SELECTED PASSAGE ->
····················

CockroachDB chose RocksDB for several compelling reasons:

Performance

Optimized for high write throughput and low read latency on SSDs.

LSM-Tree Architecture

Log-Structured Merge Tree design provides efficient writes and background compaction.

Production-Proven

Used by Facebook, LinkedIn, and many other large-scale systems.

Rich Feature Set

Supports prefix iteration, column families, snapshots, and custom comparators.
RocksDB is a variant of Google’s LevelDB with improvements for multi-threaded workloads and better configurability.

Architecture Overview

Store Organization

Node to Store Mapping

From docs/design.md:
Nodes contain one or more stores. Each store should be placed on a unique disk. Internally, each store contains a single instance of RocksDB with a block cache shared amongst all of the stores in a node. 
CockroachDB Node
├── Store 1 (SSD /dev/sda)
│   ├── RocksDB instance
│   ├── Range Replica 1
│   ├── Range Replica 5
│   └── Range Replica 9
├── Store 2 (SSD /dev/sdb)
│   ├── RocksDB instance
│   ├── Range Replica 2
│   ├── Range Replica 6
│   └── Range Replica 10
└── Store 3 (HDD /dev/sdc)
    ├── RocksDB instance
    ├── Range Replica 3
    ├── Range Replica 7
    └── Range Replica 11
Multiple stores per node allow better utilization of multiple disks and provide isolation between different storage tiers (SSD vs. HDD).

Range Replicas in Stores

More than one replica for a range will never be placed on the same store or even the same node.
Each store:
  • Contains multiple range replicas
  • Shares a single RocksDB instance across all ranges
  • Uses key prefixes to distinguish range data
  • Maintains store-local metadata (unreplicated)

Storage Engine Interface

CockroachDB abstracts storage through the Engine interface defined in pkg/storage/engine.go: 
// Simplified from pkg/storage/engine.go
type Engine interface {
    // Core operations
    Get(key MVCCKey) ([]byte, error)
    Put(key MVCCKey, value []byte) error
    Delete(key MVCCKey) error
    
    // Iteration
    NewIterator(opts IterOptions) Iterator
    
    // Batch operations
    NewBatch() Batch
    ApplyBatchRepr(repr []byte) error
    
    // Snapshots
    NewSnapshot() Reader
    
    // Maintenance
    Flush() error
    Compact() error
}
  • Testing: Can swap in in-memory implementations for tests
  • Flexibility: Easier to experiment with different storage engines
  • Portability: Storage-specific logic contained in wrapper layer
  • Feature additions: Can add MVCC, encryption, etc. transparently

Multi-Version Concurrency Control (MVCC)

····················

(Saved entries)
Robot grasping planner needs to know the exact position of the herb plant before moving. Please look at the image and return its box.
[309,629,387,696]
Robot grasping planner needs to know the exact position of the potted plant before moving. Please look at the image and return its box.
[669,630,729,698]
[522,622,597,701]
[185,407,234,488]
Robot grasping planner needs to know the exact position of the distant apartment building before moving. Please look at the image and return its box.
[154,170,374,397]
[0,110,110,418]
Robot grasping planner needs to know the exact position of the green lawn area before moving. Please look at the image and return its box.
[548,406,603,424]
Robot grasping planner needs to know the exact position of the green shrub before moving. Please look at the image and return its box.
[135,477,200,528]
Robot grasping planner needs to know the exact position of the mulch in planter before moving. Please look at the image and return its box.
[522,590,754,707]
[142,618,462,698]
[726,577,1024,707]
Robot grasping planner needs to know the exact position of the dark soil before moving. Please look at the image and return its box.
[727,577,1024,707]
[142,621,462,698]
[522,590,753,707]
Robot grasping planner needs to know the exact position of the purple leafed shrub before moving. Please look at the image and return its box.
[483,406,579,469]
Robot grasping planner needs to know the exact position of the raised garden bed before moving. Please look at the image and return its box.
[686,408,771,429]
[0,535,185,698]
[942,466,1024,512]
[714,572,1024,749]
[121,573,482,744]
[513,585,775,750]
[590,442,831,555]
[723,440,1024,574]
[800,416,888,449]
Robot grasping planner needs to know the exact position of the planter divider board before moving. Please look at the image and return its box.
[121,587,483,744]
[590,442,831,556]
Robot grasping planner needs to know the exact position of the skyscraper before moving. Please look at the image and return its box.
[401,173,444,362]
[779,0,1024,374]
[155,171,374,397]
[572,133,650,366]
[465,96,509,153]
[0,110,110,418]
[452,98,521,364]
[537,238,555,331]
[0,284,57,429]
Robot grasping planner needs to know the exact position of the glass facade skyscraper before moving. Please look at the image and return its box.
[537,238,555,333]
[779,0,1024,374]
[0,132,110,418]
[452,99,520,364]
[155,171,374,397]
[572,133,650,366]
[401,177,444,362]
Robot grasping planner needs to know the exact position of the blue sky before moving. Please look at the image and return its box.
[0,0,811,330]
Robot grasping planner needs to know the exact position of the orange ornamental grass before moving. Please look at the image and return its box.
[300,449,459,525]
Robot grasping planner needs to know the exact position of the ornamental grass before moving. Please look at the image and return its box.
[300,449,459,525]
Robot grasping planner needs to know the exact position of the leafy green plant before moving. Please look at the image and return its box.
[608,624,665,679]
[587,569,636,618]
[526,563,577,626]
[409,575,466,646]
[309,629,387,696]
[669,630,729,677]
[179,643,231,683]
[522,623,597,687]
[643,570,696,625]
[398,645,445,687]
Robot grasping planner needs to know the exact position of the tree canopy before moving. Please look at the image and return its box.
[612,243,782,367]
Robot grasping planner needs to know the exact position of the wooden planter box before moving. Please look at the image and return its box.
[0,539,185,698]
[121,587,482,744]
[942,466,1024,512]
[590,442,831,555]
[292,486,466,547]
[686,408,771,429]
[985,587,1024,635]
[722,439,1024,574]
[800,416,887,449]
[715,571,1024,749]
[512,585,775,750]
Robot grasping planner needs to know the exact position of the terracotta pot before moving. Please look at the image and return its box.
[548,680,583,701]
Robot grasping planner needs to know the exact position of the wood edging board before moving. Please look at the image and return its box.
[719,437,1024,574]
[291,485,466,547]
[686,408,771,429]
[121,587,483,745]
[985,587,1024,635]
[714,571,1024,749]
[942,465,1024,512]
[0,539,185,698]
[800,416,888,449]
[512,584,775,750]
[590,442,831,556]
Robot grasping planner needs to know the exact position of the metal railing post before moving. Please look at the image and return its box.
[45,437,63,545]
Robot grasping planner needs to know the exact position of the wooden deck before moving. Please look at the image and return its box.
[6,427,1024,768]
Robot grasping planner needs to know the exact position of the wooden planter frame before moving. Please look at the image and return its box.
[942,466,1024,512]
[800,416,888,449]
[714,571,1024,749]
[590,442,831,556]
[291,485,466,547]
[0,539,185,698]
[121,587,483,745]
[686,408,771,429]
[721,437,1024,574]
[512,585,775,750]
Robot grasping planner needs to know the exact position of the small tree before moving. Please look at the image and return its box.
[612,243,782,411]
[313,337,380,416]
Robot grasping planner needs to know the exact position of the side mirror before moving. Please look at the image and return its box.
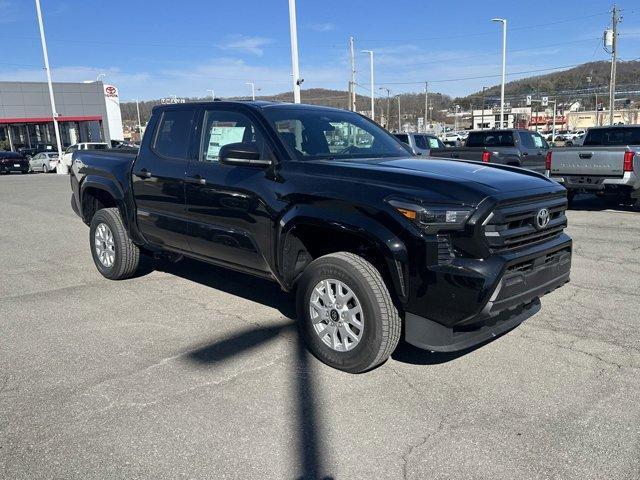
[219,142,271,167]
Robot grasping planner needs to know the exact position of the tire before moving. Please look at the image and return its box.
[296,252,401,373]
[89,208,141,280]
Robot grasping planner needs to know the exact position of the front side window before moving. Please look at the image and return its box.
[199,110,268,162]
[531,132,549,150]
[153,109,195,158]
[427,137,444,148]
[264,108,408,160]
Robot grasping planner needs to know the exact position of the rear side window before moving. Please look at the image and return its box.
[467,131,515,147]
[520,132,536,149]
[153,109,195,158]
[583,127,640,146]
[413,135,429,150]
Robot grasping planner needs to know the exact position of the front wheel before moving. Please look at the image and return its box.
[89,208,140,280]
[296,252,401,373]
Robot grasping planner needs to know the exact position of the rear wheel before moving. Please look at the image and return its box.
[89,208,140,280]
[296,252,401,373]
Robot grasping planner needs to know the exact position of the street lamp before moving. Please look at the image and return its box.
[289,0,303,103]
[379,87,391,130]
[35,0,68,175]
[491,18,507,128]
[362,50,376,122]
[244,82,256,101]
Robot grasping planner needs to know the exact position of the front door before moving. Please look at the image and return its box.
[132,108,196,250]
[185,107,274,272]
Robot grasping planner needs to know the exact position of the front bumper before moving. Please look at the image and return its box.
[405,234,572,352]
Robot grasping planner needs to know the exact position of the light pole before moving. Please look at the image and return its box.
[480,87,487,130]
[244,82,256,101]
[289,0,303,103]
[36,0,64,175]
[380,87,391,130]
[491,18,507,128]
[362,50,376,121]
[136,99,142,133]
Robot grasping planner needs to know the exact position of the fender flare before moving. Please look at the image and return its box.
[275,205,409,303]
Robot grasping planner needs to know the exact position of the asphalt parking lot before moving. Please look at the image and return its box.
[0,174,640,479]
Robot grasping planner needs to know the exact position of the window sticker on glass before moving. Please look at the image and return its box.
[207,125,245,160]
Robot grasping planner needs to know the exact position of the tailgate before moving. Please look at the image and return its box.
[551,147,626,177]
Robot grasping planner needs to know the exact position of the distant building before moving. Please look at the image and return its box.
[0,82,124,150]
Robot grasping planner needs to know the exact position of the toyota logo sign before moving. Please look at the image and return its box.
[536,208,551,229]
[104,85,118,97]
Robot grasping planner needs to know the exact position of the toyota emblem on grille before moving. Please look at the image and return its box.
[536,208,549,228]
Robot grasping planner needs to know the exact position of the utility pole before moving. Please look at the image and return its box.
[244,82,256,101]
[289,0,304,103]
[424,82,429,132]
[480,87,487,130]
[380,87,391,131]
[136,100,142,132]
[491,18,507,128]
[604,3,620,125]
[362,50,376,122]
[36,0,63,174]
[349,37,356,112]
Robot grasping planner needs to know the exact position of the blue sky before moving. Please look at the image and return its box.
[0,0,640,101]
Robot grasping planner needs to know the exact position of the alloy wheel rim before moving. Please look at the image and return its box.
[309,279,364,352]
[93,223,116,268]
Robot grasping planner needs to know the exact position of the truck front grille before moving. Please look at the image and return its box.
[484,194,567,252]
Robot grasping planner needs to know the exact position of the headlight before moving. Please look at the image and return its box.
[389,200,473,233]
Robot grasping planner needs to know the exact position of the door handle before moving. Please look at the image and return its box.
[184,175,207,185]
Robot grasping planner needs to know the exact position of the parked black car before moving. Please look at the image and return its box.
[71,102,572,372]
[0,150,29,173]
[431,129,549,173]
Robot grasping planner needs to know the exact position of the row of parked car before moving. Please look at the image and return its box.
[395,125,640,206]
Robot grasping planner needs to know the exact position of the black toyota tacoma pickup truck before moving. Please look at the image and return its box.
[71,101,572,372]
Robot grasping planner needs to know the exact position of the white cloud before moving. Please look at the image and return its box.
[218,35,274,57]
[305,22,336,32]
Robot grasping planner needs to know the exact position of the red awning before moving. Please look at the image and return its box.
[0,115,102,124]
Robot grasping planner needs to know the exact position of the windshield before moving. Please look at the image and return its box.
[583,127,640,146]
[467,130,514,147]
[264,108,408,160]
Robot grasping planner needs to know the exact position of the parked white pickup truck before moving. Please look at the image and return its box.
[545,125,640,206]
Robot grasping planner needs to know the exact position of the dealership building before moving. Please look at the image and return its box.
[0,82,124,151]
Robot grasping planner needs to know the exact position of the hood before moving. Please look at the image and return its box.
[308,157,562,203]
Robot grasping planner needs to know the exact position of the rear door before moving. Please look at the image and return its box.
[518,131,546,173]
[185,106,275,272]
[132,107,196,251]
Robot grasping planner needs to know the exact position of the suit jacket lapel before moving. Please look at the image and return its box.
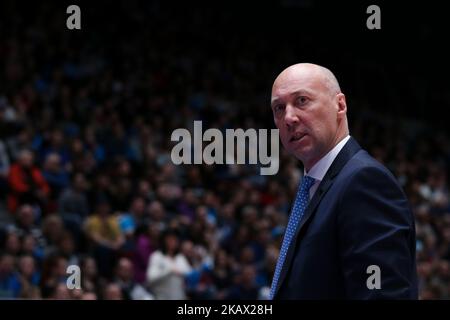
[275,137,361,296]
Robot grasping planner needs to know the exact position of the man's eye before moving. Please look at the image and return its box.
[297,96,309,105]
[273,104,284,113]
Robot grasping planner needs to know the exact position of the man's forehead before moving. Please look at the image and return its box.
[272,74,321,102]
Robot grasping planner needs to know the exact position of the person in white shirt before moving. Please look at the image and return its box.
[147,231,192,300]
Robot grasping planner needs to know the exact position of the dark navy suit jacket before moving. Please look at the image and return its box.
[274,138,418,299]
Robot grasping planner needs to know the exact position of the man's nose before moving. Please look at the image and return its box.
[284,105,300,128]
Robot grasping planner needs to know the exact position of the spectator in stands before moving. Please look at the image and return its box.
[8,150,50,212]
[147,231,191,300]
[114,258,154,300]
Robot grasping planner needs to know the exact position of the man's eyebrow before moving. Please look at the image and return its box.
[270,89,312,107]
[290,89,312,97]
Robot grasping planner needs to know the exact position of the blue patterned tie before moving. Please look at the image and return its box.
[270,176,315,300]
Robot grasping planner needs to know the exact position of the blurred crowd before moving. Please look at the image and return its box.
[0,1,450,299]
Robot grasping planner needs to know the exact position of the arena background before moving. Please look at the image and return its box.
[0,0,450,299]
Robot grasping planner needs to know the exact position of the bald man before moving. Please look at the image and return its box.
[270,63,418,299]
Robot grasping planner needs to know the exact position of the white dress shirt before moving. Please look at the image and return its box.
[304,135,350,200]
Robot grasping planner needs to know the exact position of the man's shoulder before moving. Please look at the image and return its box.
[336,149,398,188]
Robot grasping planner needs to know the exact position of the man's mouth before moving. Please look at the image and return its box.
[289,132,306,142]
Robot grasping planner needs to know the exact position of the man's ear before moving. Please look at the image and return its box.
[336,93,347,115]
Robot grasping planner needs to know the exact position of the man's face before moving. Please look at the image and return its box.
[272,68,345,170]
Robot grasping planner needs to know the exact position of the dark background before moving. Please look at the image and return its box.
[0,0,450,299]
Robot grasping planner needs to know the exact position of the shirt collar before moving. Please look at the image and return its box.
[303,135,350,181]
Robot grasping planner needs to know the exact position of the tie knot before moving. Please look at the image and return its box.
[300,176,316,190]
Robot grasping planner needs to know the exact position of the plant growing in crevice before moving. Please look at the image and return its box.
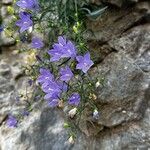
[4,0,106,141]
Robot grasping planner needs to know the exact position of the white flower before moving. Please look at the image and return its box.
[68,107,77,118]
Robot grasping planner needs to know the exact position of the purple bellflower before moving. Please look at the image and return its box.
[76,52,94,73]
[57,81,68,92]
[16,0,39,10]
[48,44,63,62]
[48,36,76,62]
[60,66,73,82]
[0,25,4,33]
[31,37,44,49]
[21,109,29,116]
[42,81,62,99]
[47,98,59,107]
[61,41,76,59]
[68,93,81,105]
[37,68,54,84]
[16,12,33,33]
[7,115,18,128]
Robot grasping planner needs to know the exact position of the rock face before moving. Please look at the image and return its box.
[0,0,150,150]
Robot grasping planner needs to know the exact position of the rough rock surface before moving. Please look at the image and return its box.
[0,0,150,150]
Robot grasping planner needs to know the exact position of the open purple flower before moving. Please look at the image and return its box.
[48,36,76,62]
[48,44,63,62]
[61,41,76,59]
[16,12,33,33]
[76,52,94,73]
[47,99,59,107]
[16,0,39,10]
[21,109,29,116]
[68,93,81,105]
[60,66,73,82]
[57,81,68,92]
[0,25,4,33]
[42,81,62,99]
[37,68,54,84]
[31,37,44,49]
[7,115,18,128]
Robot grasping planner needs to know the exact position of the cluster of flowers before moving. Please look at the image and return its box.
[38,36,93,107]
[7,0,94,127]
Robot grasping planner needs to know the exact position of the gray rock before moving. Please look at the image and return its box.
[109,24,150,72]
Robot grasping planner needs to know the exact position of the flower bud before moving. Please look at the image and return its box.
[68,107,77,118]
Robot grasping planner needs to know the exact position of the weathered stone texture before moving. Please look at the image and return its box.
[0,0,150,150]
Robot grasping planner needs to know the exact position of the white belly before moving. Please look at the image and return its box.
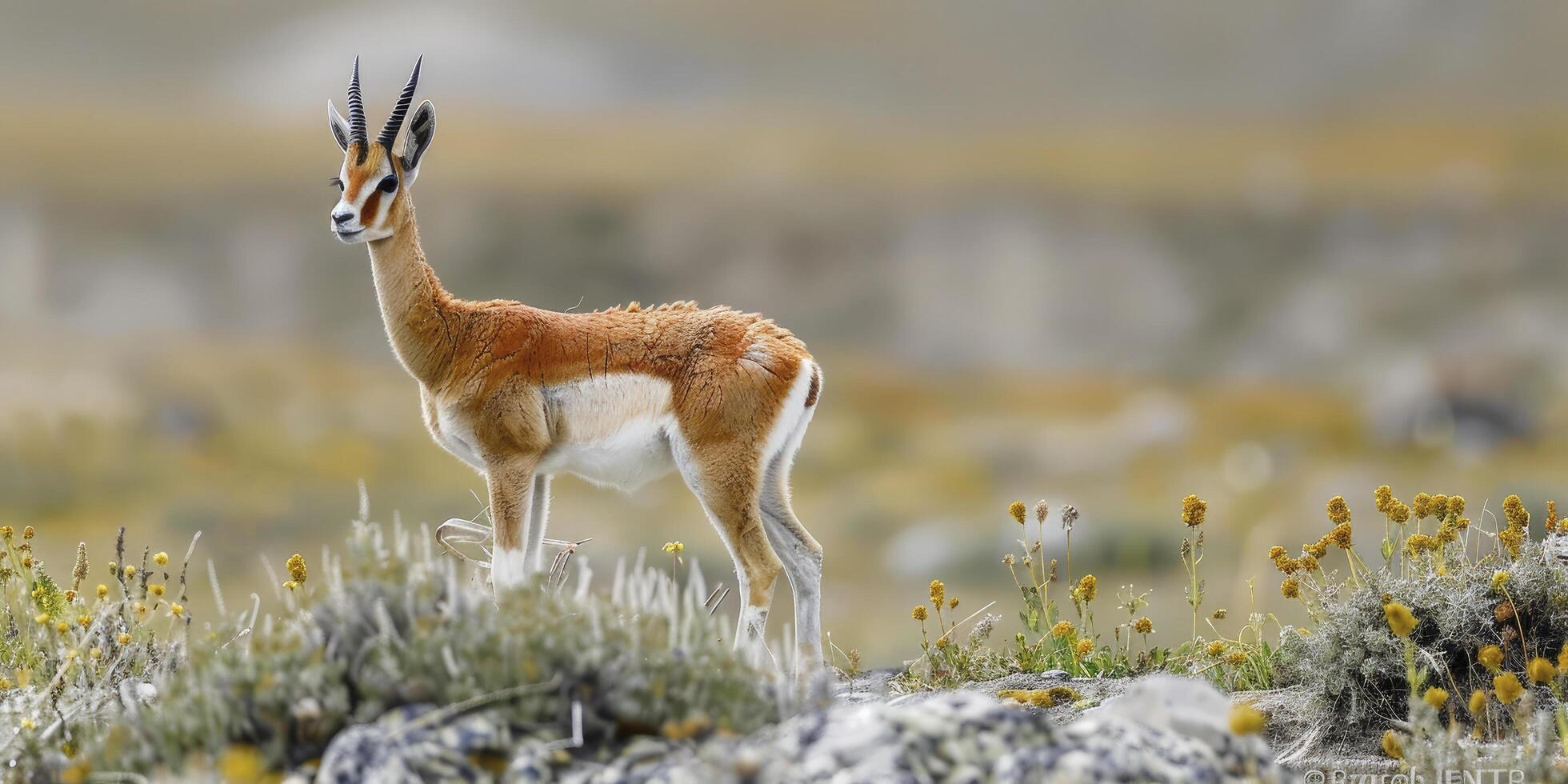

····················

ACTIONS TO TAKE ->
A - Do these statements agree with the passage on CockroachDB storage? For each, answer yes or no and quote the words of the text that decide it.
(i) Every store in a node keeps its own separate block cache.
(ii) Two replicas of the same range may sit on different stores within one node.
(iii) Within a store, key prefixes separate the data of different ranges.
B - Take the passage on CockroachDB storage further, writing the section that follows its last heading, "Multi-Version Concurrency Control (MVCC)".

TASK RESPONSES ->
A -
(i) No: "with a block cache shared amongst all of the stores in a node"
(ii) No: "More than one replica for a range will never be placed on the same store or even the same node."
(iii) Yes: "Uses key prefixes to distinguish range data"

B -
CockroachDB implements MVCC by storing multiple timestamped versions of each key, allowing lock-free reads of historical data.

MVCC Keys

From pkg/storage/engine_key.go: 
// MVCCKey is a versioned key
type MVCCKey struct {
    Key       roachpb.Key  // Logical key
    Timestamp hlc.Timestamp // Version timestamp
}
Physical encoding: 
[Key][Timestamp Suffix]
  • Key: User-specified key bytes
  • Timestamp: Hybrid Logical Clock timestamp (wall time + logical)
  • Timestamp encoded in descending order for efficient iteration

Versioned Values

From the design document:
Cockroach maintains historical versions of values by storing them with associated commit timestamps. Reads and scans can specify a snapshot time to return the most recent writes prior to the snapshot timestamp.
Example: 
Key: /users/1/name

[/users/1/name @ t=100] -> "Alice"
[/users/1/name @ t=200] -> "Alice Smith"
[/users/1/name @ t=300] -> "Alicia Smith"
Read at t=150 returns “Alice” Read at t=250 returns “Alice Smith”
Read at t=350 returns “Alicia Smith”

MVCC Operations

Read the value of a key at a specific timestamp:
func MVCCGet(
    engine Reader,
    key roachpb.Key,
    timestamp hlc.Timestamp,
) (value roachpb.Value, err error)
Seeks to MVCCKey{key, timestamp} and reads first version ≤ timestamp.
Write a new version of a key:
func MVCCPut(
    engine ReadWriter,
    key roachpb.Key,
    timestamp hlc.Timestamp,
    value roachpb.Value,
) error
Writes MVCCKey{key, timestamp} -> value. Does not delete old versions.
Delete a key by writing a tombstone:
func MVCCDelete(
    engine ReadWriter,
    key roachpb.Key,
    timestamp hlc.Timestamp,
) error
Writes an empty value at the timestamp. Old versions remain for historical reads.

Garbage Collection

From the design document:
Older versions of values are garbage collected by the system during compaction according to a user-specified expiration interval. In order to support long-running scans (e.g. for MapReduce), all versions have a minimum expiration.
1

Identify old versions

GC process scans for versions older than GC threshold
2

Respect minimum TTL

Honors minimum version retention for long-running scans
3

Delete during compaction

RocksDB compaction filter removes old versions
4

Update intent resolution

Ensures no active transactions reference old versions

Key Space Organization

CockroachDB uses key prefixes to organize different types of data:

System Keys

From docs/design.md: Global keys (\x02..., \x03...):
  • Meta1 range metadata: \x02<key> → range info
  • Meta2 range metadata: \x03<key> → range info
  • Cluster-wide allocators and configuration
Store local keys (unreplicated):
  • Store identity
  • Store-specific metadata
  • Not replicated via Raft
Range local keys:
  • Transaction records: \x01k<key>txn-<txnID>
  • Range metadata associated with global keys
Replicated Range ID local keys:
  • Range lease state
  • Abort span entries
  • Updated via Raft operations
Unreplicated Range ID local keys:
  • Raft state
  • Raft log entries
  • Local to each replica

Table Data Keys

From the SQL section of docs/design.md: 
Database ID: 51
Table ID: 42
Primary key: "Apple"
Column ID: 69 (address), 66 (url)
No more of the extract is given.